» **DIRECTIONS**
Look below for the line containing "3, row 145." and the line containing "386, row 851."; repeat exactly those two lines and all lines between them, and nothing else.

------------------------------------------------------------------------

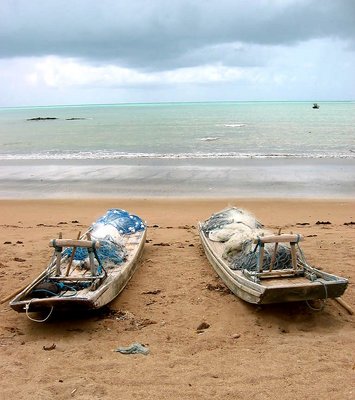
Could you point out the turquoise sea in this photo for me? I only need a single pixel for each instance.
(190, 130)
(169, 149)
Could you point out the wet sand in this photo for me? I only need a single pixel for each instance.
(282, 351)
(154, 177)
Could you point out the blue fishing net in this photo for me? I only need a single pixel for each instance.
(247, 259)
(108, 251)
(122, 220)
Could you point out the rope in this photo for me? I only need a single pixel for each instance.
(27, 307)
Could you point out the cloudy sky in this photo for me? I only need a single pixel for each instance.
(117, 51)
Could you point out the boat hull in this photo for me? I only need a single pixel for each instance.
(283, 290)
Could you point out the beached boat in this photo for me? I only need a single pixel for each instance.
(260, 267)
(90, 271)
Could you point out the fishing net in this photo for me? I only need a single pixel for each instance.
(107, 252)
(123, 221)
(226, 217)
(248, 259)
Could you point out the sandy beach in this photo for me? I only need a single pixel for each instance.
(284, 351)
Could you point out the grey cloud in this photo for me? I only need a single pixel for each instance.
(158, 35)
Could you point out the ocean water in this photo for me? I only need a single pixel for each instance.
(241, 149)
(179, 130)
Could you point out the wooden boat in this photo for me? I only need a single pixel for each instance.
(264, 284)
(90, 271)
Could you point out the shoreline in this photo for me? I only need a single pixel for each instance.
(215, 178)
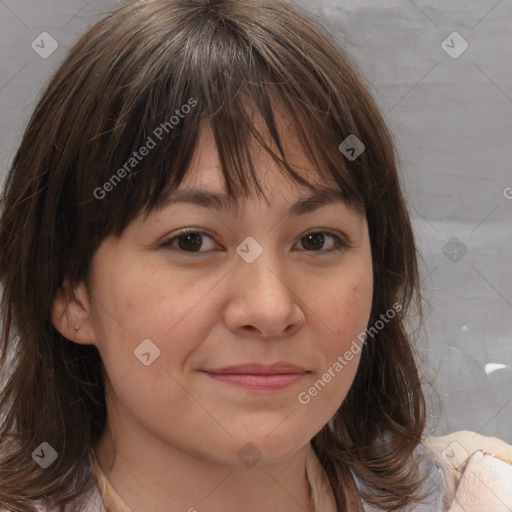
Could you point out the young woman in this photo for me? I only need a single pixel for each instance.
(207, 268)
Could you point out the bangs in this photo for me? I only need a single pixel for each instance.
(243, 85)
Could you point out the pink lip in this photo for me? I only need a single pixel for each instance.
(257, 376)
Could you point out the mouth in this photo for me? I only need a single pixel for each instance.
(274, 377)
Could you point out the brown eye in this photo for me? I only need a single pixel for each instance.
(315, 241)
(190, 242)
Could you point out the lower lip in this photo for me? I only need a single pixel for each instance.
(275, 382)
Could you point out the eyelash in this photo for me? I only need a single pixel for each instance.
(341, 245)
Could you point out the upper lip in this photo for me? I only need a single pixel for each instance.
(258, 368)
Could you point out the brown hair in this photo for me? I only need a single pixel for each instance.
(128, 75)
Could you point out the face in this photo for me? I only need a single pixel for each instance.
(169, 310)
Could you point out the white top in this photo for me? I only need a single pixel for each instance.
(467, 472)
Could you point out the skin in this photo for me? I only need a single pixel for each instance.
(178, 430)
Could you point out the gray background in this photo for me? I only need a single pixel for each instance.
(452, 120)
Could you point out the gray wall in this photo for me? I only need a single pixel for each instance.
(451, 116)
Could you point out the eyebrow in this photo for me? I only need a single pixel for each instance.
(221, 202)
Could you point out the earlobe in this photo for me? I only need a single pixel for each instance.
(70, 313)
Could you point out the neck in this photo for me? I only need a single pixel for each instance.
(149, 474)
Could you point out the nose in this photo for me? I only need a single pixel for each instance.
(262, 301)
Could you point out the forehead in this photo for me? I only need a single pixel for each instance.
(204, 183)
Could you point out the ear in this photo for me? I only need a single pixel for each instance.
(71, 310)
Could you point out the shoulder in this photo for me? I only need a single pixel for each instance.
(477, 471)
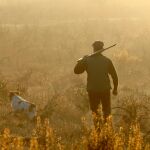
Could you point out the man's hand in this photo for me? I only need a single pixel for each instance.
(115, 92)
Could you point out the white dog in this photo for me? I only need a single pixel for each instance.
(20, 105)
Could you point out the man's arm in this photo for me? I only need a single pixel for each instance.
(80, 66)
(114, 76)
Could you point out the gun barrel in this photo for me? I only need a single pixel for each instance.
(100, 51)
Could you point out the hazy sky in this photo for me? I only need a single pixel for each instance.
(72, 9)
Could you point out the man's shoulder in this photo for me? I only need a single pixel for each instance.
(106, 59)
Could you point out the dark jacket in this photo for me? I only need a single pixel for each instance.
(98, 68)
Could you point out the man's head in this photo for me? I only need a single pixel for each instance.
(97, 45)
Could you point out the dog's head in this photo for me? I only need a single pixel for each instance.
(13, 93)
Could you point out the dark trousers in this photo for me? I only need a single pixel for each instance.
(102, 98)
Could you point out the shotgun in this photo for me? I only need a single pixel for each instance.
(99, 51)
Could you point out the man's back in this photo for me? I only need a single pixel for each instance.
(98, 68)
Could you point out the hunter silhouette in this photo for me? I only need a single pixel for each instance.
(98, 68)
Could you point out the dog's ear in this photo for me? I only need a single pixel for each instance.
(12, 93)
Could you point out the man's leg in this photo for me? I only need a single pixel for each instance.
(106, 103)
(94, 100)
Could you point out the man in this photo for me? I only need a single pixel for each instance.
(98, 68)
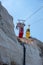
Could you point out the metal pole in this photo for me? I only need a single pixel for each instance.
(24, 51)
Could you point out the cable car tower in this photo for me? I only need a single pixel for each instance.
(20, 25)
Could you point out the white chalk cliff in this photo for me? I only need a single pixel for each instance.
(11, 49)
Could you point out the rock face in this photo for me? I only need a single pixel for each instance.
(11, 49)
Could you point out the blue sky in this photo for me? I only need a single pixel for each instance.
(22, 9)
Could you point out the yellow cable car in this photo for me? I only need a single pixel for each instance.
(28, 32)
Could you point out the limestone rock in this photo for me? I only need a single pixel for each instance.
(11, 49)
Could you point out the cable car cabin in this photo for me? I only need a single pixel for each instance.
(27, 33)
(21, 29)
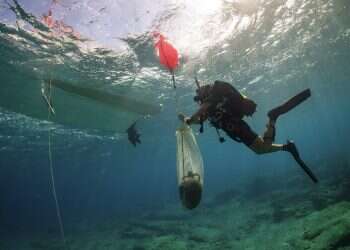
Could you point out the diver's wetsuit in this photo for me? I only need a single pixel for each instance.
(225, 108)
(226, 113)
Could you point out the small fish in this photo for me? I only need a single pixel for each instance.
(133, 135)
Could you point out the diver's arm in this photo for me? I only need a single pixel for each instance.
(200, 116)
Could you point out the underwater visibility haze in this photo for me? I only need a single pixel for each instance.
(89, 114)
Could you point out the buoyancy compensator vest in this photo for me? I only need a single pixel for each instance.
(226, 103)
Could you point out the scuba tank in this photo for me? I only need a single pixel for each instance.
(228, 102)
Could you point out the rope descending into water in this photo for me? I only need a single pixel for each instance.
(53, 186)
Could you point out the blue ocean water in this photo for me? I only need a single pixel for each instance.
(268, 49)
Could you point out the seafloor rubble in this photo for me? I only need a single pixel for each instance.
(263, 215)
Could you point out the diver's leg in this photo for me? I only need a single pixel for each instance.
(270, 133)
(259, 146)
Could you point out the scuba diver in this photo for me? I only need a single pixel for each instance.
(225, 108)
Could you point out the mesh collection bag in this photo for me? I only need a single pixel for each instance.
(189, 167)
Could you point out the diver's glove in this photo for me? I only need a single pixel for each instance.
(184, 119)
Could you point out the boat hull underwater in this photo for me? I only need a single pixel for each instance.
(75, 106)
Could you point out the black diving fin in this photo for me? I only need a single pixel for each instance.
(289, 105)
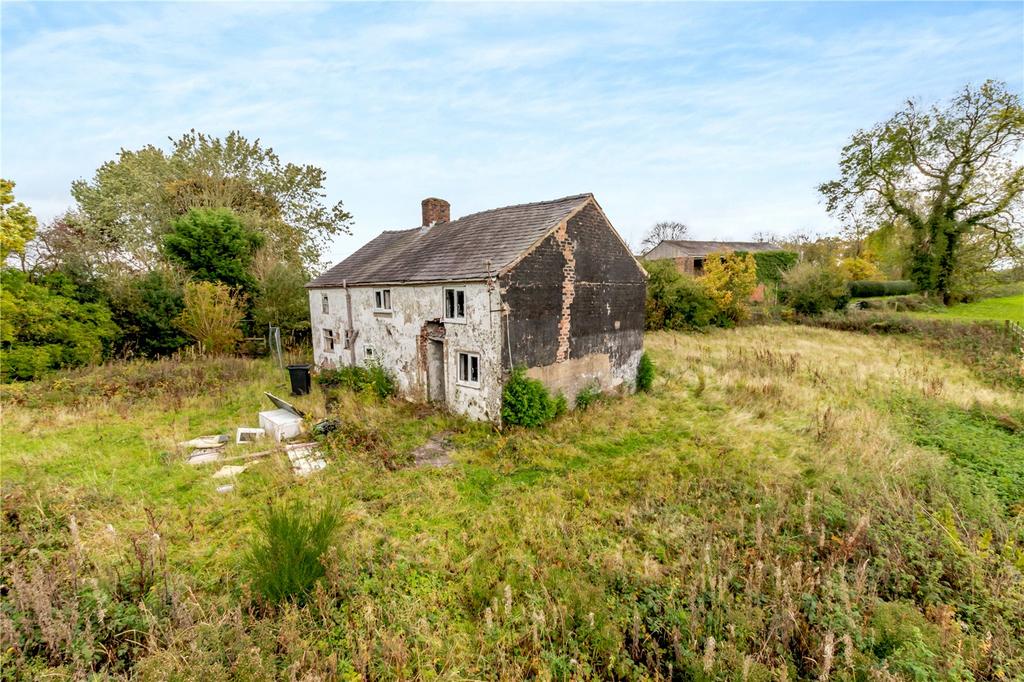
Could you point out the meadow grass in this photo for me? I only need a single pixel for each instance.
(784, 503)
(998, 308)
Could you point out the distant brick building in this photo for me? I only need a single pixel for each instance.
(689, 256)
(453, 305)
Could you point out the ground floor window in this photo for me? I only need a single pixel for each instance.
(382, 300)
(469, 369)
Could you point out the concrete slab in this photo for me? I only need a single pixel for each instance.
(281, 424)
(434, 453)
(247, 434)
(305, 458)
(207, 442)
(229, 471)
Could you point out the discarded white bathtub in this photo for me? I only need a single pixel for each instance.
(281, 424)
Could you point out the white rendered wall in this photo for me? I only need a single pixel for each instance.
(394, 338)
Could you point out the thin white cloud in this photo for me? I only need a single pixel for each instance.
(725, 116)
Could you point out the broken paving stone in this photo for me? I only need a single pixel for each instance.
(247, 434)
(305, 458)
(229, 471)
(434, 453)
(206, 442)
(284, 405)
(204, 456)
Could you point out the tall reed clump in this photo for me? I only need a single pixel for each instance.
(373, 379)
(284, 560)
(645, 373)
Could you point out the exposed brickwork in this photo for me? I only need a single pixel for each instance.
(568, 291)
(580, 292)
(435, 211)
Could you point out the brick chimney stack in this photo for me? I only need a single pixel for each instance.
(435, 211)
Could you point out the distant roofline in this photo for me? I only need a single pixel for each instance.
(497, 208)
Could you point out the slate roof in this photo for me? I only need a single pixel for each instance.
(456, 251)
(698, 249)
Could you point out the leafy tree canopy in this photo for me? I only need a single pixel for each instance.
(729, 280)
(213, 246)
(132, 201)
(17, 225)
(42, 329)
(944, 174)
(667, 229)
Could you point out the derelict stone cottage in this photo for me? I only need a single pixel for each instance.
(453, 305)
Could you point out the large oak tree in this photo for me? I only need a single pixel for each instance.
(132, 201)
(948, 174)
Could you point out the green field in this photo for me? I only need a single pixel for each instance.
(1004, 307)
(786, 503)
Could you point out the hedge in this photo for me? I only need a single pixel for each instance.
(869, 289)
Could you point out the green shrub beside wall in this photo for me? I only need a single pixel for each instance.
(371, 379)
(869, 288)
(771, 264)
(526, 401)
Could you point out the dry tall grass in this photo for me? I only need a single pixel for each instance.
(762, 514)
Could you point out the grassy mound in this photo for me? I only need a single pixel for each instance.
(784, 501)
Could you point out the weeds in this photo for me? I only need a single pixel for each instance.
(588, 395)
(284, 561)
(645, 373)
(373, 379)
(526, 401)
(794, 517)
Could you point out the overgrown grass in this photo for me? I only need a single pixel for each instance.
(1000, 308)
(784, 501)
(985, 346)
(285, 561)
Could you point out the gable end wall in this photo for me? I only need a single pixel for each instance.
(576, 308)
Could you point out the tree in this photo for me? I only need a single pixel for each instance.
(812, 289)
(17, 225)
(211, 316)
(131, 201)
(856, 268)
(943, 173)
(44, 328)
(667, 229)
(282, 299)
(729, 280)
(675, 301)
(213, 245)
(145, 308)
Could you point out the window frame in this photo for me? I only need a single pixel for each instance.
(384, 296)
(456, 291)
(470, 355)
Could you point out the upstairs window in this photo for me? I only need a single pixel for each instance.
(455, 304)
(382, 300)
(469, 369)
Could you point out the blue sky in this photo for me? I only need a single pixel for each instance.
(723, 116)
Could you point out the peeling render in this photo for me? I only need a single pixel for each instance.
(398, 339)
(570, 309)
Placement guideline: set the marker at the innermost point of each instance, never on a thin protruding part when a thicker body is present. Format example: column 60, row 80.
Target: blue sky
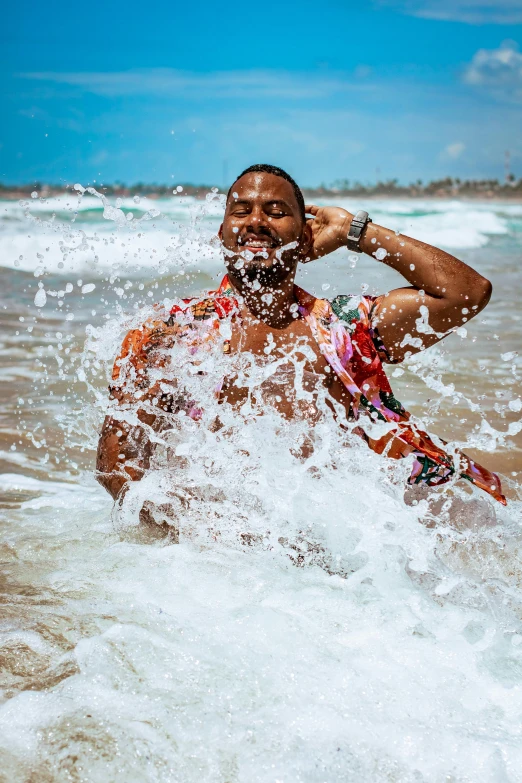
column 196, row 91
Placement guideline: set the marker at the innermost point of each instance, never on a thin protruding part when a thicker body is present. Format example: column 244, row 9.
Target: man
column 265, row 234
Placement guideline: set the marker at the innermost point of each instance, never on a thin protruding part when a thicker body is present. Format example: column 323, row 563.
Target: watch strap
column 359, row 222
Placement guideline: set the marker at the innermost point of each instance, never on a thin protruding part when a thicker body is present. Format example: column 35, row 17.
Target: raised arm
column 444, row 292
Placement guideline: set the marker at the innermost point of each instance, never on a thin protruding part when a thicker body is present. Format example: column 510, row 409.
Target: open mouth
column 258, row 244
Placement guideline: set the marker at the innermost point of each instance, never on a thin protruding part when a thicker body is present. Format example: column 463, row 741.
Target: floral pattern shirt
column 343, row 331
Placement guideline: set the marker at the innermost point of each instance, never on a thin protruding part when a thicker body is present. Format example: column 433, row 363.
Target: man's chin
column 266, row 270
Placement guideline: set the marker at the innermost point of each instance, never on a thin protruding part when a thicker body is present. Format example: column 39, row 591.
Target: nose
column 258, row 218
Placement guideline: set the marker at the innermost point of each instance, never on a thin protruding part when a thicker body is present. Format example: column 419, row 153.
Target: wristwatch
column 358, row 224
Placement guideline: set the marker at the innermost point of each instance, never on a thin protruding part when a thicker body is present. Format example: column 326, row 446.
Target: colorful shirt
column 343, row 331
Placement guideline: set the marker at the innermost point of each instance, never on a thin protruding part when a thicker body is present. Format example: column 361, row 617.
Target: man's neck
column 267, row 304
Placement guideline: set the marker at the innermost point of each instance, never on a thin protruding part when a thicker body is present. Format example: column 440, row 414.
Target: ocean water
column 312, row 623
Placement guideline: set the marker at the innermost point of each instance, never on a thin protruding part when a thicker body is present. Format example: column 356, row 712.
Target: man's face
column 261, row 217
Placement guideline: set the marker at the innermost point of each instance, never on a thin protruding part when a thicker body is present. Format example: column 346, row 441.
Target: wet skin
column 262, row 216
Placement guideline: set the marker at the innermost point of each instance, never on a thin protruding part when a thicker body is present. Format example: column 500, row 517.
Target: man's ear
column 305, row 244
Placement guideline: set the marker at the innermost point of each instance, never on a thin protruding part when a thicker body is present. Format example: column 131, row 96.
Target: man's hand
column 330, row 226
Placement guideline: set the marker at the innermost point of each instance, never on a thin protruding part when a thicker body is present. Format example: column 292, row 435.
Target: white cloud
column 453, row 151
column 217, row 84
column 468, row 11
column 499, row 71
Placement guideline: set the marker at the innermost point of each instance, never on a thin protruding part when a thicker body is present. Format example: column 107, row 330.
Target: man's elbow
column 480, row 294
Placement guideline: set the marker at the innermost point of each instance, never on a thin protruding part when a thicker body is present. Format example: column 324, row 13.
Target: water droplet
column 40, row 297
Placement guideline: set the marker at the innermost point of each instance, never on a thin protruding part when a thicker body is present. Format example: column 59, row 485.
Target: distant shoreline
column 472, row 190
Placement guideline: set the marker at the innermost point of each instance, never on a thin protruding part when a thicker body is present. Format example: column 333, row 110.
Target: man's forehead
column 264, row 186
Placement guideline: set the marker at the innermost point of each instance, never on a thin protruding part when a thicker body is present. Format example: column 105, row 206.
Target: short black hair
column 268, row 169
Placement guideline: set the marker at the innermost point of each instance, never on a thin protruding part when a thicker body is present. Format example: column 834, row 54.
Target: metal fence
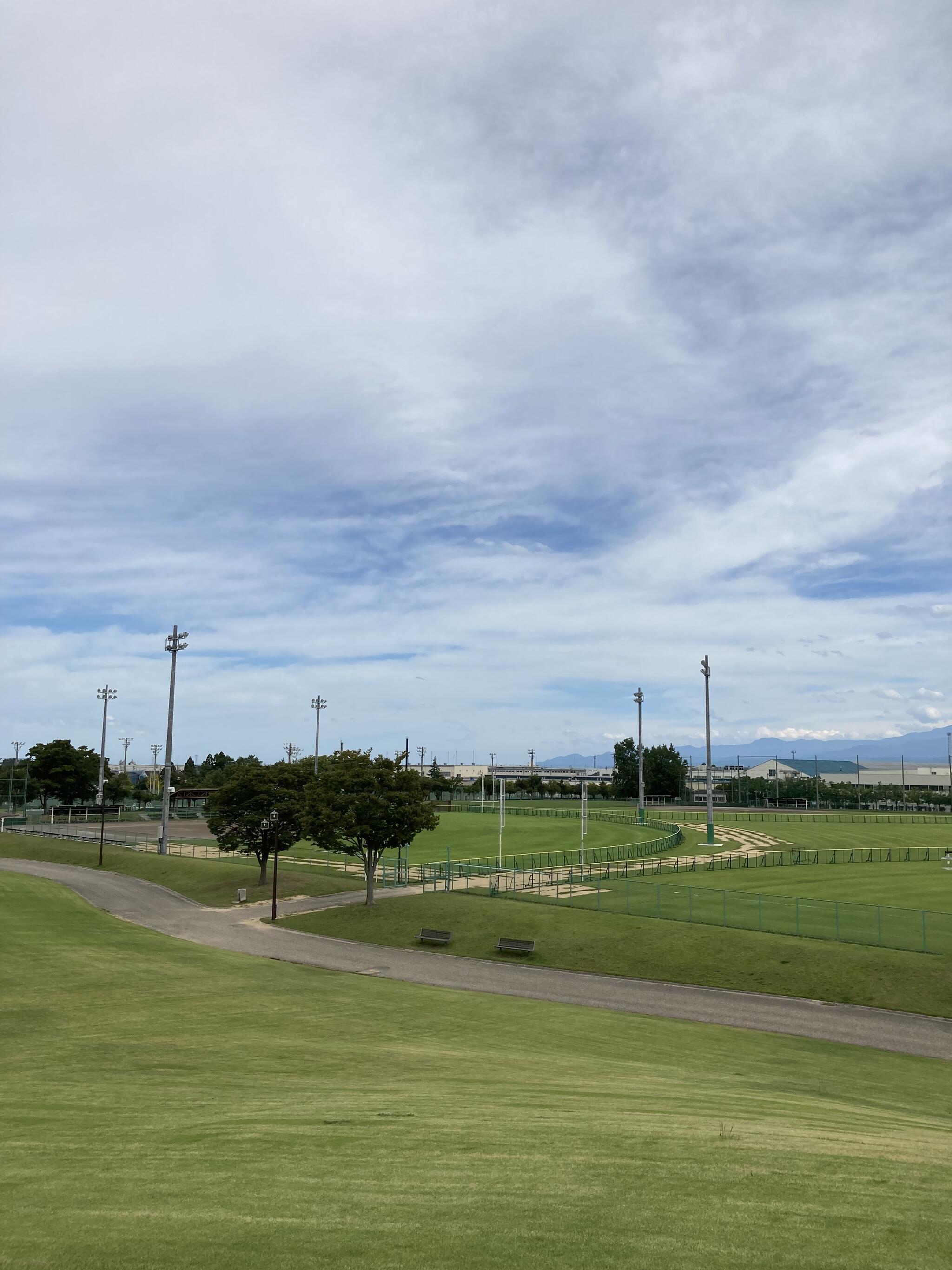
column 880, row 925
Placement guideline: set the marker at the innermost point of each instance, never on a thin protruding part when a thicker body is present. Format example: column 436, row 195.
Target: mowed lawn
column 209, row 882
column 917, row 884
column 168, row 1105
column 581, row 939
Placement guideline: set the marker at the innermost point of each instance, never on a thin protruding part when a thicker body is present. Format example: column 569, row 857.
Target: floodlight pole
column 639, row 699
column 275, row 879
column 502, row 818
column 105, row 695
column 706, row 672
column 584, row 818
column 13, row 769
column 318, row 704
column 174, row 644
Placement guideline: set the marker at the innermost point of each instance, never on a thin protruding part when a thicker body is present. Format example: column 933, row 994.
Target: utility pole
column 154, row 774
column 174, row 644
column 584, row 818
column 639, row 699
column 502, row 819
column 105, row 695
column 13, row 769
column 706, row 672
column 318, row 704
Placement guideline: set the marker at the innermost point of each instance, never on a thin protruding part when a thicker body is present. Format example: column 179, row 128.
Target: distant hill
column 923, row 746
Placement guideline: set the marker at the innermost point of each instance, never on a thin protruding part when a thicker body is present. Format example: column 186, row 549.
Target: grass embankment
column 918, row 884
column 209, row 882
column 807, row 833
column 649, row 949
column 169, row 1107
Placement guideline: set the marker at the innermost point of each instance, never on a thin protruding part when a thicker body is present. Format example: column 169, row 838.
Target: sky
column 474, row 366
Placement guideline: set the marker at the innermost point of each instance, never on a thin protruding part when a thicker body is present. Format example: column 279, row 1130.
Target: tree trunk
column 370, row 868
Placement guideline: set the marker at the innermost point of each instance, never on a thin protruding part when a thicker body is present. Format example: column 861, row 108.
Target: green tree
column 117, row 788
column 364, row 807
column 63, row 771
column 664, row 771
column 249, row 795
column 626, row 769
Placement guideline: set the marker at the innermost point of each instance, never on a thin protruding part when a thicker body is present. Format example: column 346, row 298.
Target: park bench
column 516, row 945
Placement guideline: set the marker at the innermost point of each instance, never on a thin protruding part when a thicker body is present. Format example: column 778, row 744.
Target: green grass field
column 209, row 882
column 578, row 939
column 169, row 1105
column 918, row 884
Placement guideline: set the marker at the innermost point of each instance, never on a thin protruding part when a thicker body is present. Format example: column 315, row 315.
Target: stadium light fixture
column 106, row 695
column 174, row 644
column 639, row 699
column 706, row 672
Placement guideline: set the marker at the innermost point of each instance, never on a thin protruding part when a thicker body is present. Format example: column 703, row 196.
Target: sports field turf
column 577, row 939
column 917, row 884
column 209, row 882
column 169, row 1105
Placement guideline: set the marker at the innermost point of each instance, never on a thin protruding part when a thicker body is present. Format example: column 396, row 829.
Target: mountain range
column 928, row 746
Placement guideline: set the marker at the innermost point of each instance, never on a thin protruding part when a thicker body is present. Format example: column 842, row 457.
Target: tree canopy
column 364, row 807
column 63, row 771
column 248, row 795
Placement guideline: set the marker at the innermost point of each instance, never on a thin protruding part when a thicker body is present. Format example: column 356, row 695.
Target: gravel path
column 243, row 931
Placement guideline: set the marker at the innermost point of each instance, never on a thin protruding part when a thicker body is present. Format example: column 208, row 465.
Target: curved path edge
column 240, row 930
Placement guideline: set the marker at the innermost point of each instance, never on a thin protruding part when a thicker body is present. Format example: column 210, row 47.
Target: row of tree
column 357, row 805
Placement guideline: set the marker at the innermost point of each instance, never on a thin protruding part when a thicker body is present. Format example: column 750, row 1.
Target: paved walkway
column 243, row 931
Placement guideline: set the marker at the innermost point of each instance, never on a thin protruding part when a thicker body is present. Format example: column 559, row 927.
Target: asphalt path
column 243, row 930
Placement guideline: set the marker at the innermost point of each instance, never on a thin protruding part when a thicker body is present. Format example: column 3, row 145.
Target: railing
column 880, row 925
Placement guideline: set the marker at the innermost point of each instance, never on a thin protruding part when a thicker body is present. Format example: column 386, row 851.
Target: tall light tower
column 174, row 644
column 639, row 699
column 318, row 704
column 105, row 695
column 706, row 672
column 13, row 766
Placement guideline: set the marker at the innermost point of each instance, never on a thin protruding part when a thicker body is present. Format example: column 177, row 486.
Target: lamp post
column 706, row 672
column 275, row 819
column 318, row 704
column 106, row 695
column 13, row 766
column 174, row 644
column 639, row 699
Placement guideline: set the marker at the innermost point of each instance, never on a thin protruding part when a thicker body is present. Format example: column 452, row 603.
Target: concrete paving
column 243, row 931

------------------------------------------------------------------------

» **TASK RESULT**
Placement guideline: set the marker at the innermost point of each instance, never on a thin protruding part when a thicker body is present. Format example: column 3, row 145.
Target: railing
column 880, row 925
Placement guideline: set the marker at the innermost point of each instance, never on a thin protruding part when a thicker body is present. Format example: column 386, row 851.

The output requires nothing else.